- What is asked
All of the entries need to be written out again, exactly as they are.

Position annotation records
———
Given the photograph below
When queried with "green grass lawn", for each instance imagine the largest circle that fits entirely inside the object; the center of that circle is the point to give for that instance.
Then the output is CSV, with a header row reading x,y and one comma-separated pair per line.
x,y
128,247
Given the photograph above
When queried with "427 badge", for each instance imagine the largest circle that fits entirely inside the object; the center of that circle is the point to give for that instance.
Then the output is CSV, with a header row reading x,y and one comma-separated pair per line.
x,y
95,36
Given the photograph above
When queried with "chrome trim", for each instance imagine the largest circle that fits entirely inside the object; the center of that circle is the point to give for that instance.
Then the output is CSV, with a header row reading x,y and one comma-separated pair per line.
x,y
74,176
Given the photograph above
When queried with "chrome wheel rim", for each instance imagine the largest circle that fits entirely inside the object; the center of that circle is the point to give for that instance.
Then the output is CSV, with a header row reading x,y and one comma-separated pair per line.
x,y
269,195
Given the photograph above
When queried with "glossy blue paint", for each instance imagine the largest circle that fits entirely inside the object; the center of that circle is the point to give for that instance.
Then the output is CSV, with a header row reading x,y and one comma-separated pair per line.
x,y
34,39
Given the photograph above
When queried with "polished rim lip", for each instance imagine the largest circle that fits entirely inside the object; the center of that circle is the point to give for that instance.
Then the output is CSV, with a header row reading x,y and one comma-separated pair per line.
———
- Correct output
Given the photograph below
When queried with "green grass lawn", for each instance imagine the largest circle that fits entirely inside the object; the center of that circle is the point to give for that instance.
Then the output is CSV, with a header row reading x,y and one comma-separated pair per line.
x,y
128,247
Given the photograph above
When queried with "427 badge", for each instance imagine the largest circle that fits entirely inside the object; the center of that circle is the point to give for that instance.
Then the output is CSV, with a header row reading x,y and one comma-separated pair per line.
x,y
95,36
Given the photograph above
When queried with "chrome trim", for each instance imagine the largest circle that fits entirely inside the object; the center of that circle is the point to give for that instance.
Then the output is CSV, with a header row reading x,y and one comma-separated pair per line.
x,y
74,176
Given the photograph above
When queried with "chrome wheel rim", for each instance imagine the largest circle that fits entirely inside the object; the center of that circle is the point to give for that instance.
Then the output is CSV, with a header row reading x,y and one comma-separated pair per line.
x,y
269,195
Given the photograph above
When queried with "glossy blue paint", for each instance imagine the largest circle that fits entirely inside the object; the center of that circle is the point to give for that instance.
Then the output is CSV, with a header row reading x,y and one comma-separated pair per line.
x,y
34,39
Given the photograph above
When queried with "polished rim lip", for each instance imagine the largest circle that fits entirely inside the object; the center of that circle is the point to give for that instance.
Then the output is CSV, with a header row reading x,y and one comma-separated pair per line.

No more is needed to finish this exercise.